**Task brief**
Copy the rows again from the line containing "# locate young" through the end of the rows, request lines included, and shift every coordinate in the answers by adding 146 to it.

**Record extracts**

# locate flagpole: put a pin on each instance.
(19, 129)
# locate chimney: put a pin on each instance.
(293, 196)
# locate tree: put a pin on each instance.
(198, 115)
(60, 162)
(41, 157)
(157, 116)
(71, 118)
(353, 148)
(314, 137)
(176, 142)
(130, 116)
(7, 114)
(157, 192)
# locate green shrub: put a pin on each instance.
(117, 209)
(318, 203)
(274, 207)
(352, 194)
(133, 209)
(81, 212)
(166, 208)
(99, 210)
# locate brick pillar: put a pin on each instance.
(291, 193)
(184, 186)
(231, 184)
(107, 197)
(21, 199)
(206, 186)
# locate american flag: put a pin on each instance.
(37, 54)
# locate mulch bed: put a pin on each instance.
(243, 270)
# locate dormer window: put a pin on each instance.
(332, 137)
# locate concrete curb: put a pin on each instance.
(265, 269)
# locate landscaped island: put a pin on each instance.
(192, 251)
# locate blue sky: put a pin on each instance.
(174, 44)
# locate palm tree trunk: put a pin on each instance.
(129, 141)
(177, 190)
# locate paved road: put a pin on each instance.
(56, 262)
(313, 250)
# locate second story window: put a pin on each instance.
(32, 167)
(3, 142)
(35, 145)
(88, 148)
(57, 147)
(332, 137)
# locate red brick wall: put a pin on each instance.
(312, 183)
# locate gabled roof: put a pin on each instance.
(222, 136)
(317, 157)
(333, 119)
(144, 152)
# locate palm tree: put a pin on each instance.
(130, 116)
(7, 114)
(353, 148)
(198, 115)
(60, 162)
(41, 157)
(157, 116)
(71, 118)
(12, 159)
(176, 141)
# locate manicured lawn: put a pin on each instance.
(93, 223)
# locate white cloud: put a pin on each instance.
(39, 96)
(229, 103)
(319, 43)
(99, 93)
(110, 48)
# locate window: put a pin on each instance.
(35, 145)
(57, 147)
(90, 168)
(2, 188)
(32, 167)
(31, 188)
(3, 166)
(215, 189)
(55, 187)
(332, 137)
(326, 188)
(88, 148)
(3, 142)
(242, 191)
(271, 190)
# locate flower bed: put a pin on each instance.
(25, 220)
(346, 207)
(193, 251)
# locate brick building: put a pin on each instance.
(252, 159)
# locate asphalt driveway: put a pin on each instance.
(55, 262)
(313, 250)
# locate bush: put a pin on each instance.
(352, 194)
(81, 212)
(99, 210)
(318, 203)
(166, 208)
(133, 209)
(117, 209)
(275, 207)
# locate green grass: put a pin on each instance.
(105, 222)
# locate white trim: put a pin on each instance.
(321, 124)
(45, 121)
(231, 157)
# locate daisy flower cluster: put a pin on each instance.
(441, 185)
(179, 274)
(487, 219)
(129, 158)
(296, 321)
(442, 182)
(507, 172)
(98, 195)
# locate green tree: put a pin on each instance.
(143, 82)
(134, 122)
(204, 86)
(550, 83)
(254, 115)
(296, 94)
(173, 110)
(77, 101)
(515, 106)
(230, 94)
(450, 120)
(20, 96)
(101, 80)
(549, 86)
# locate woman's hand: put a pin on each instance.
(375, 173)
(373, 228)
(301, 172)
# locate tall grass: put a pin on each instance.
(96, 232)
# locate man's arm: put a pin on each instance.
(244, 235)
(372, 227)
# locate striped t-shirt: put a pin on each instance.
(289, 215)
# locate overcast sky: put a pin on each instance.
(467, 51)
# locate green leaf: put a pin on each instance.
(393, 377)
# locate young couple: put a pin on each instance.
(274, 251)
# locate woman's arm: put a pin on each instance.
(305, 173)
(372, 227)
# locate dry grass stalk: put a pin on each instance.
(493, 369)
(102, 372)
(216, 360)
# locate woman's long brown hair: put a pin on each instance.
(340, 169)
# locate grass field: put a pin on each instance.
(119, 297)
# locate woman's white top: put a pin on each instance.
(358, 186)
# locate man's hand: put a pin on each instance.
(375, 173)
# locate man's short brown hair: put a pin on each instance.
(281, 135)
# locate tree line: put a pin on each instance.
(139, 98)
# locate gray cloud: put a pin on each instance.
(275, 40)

**Solution below**
# locate young couple: put a pin on each instance.
(420, 397)
# locate woman's arm: put a pin on each instance.
(451, 319)
(518, 373)
# locate dry grass stalk: put a pin on each instance.
(639, 515)
(248, 518)
(362, 506)
# locate woman's long brown hair: put a pin on each instance.
(486, 315)
# locate grass field: put a pin on each instance.
(265, 443)
# locate woman's white top: put a pin on each instance.
(504, 332)
# locate man's hand: put a pin on each instance.
(521, 319)
# locate man's short brown hair: put a pin on each instance.
(427, 281)
# locate tree line: put a pin on each instance.
(285, 244)
# locate gray cloud: put a pin on each instance.
(421, 186)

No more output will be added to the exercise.